Pochi minuti ancora e lo scenario apre a nuovi orizzonti. “Li casi vecchi” fanno da contorno alle nuove abitazioni: vi portiamo in questo borgo dell'Isola da scoprire

Salvatore Di Chiara
Ragioniere e appassionato di storia
  • 23 novembre 2025

Santuario Maria Santissima della Luce

È ottobre. A Roccapalumba è festa. La sagra del fico d’India è attesa da un anno intero. Le stradine del piccolo borgo palermitano sono “chini” di cristiani. Fumi, sapori e odori concentrano a sé la massa. Tra musiche e balli, la visita si sposta lassù. Dove, precisamente? Alla “Rocca”. Voci di popolo tramandano antiche leggende. Metropolitane o vere? Realtà o illusioni?

In Sicilia tutto è possibile. A un centinaio di metri dalla folla - dopo una svolta a sinistra - la rocca ci accoglie. Ci allontaniamo dal centro cittadino, consapevoli che fede e religione apriranno le porte alla visita. Il cancello è aperto, ci spinge “con forza” al suo interno.

────────────────────────────────────────

§ Consegna A: Quale sagra è attesa da un anno intero a Roccapalumba, secondo il brano su Roccapalumba?
§ Consegna B: Trascrivi dal brano su Roccapalumba il passo che comincia con "In Sicilia tutto" e termina con "al suo interno.".
§ Consegna C: Prosegui il brano su Roccapalumba a partire dall'ultima frase riportata.
Le voci non hanno alcun legame con il brano su Roccapalumba.

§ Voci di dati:
────────────────────────────────────────

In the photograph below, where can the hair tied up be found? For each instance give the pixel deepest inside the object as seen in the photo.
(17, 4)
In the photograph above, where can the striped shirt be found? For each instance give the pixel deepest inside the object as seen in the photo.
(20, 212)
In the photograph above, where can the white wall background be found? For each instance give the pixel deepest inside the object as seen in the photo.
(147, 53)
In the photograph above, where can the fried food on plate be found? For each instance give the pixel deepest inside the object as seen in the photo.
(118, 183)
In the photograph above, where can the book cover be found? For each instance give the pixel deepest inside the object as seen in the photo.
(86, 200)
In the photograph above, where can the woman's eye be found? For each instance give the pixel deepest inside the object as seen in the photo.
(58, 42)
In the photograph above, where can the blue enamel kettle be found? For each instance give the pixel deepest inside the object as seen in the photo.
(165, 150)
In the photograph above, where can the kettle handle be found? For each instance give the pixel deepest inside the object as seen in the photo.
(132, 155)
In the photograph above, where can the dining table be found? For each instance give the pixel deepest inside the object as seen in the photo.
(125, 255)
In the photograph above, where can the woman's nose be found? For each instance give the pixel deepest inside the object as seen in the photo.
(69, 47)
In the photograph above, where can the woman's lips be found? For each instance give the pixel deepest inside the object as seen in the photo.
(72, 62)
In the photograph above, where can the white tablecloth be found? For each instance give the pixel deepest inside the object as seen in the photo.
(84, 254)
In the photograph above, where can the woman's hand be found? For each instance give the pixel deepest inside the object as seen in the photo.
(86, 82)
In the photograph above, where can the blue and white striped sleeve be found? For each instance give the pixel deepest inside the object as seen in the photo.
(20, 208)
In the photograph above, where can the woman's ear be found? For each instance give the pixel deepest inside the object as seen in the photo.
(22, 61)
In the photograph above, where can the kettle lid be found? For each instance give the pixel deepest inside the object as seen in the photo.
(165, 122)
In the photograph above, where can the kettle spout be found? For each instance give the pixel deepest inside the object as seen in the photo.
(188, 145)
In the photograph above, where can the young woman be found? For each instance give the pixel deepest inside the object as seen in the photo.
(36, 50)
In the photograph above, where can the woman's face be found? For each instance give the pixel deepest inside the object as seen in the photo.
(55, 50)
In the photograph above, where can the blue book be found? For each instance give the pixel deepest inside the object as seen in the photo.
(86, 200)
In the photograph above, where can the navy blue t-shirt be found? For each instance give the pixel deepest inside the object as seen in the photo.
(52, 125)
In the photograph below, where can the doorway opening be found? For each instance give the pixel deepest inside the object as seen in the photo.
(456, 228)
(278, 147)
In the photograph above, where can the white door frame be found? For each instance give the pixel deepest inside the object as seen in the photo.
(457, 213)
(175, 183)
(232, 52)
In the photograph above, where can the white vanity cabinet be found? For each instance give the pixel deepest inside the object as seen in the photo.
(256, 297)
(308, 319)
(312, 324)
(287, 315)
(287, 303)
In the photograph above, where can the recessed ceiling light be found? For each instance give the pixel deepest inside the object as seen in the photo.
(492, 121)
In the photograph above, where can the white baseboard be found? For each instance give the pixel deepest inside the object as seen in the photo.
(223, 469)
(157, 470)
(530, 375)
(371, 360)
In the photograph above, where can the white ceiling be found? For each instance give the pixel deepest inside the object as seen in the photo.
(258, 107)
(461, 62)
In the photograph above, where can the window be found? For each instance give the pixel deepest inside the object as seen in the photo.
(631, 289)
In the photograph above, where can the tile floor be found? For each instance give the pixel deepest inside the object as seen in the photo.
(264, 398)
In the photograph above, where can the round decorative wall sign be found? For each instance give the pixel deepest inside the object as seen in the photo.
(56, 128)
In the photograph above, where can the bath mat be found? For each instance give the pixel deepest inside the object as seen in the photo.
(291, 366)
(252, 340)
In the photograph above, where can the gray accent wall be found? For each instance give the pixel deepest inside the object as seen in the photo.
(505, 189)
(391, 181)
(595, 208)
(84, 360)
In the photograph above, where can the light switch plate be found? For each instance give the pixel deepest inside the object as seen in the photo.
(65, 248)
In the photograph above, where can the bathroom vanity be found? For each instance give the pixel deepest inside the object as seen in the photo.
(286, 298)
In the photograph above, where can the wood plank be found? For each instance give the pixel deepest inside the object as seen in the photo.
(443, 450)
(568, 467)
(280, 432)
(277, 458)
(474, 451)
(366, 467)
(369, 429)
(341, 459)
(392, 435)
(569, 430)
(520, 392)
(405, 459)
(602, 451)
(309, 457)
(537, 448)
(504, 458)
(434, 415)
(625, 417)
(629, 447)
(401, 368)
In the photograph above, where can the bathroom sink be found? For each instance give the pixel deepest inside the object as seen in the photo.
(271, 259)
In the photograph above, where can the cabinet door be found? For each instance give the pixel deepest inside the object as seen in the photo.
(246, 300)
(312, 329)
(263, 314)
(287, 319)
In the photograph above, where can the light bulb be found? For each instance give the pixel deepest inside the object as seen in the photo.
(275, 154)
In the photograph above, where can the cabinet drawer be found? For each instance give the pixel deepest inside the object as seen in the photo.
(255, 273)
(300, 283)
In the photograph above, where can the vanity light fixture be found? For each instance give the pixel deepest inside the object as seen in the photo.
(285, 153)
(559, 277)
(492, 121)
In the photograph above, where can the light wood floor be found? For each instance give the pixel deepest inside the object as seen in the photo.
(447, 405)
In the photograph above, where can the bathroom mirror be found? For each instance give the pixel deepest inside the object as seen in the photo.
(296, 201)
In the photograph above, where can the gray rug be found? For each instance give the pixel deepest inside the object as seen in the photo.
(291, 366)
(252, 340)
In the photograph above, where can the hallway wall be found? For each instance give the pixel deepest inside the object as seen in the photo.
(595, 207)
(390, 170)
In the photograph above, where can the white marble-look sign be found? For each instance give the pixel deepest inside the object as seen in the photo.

────────────────────────────────────────

§ Risposta finale A: La sagra del fico d'India.

§ Risposta finale B:
In Sicilia tutto è possibile. A un centinaio di metri dalla folla - dopo una svolta a sinistra - la rocca ci accoglie. Ci allontaniamo dal centro cittadino, consapevoli che fede e religione apriranno le porte alla visita. Il cancello è aperto, ci spinge “con forza” al suo interno.

§ Risposta finale C:
L’ambiente cambia, lo scenario si addolcisce. Cala il silenzio. Il recente passato è momentaneamente accantonato, siamo avvolti dall’aura della Chiesa della Madonna della Luce. Un attimo, un respiro e inizia la visita. La vivacità dei colori è un punto di riferimento. L’impianto roccioso è imponente. Un masso dalle proporzioni esagerate. Si odono lunghi stornelli di uccelli. E se fossero li “palummi”? Spiccano il volo, esprimono una rara forma di libertà pura.

Uno, due e…alcuni passi ancora verso la storia. In una terra - appunto la Sicilia - che sin dal 1211 venera la Madonna SS. sotto il nome di Luce, la diffusione del culto nell’Isola trovò spazio a partire dal 1600. E, presumibilmente, il paesino di Roccapalumba diede risalto alla venerazione della Madonna.

Incastonata tra le rocche, in una forma ridotta (di dimensioni), la presenza dell’abside, le relative nicchie, alcune maioliche e la botola che conduceva alla cripta, potrebbero (e dovrebbero) essere spunto di studi approfonditi.

I materiali utilizzati mettono in risalto eventuali date che oggi, in presenza di un documento storico come il “Riveli”, risulta essere l’unica fonte in possesso. Secondo il docente universitario Carlo Alberto Garufi, la costruzione della chiesa risale alla seconda metà del Seicento. Mentre ci accingiamo a scrutare ogni piccolo passaggio, subentrano le leggende.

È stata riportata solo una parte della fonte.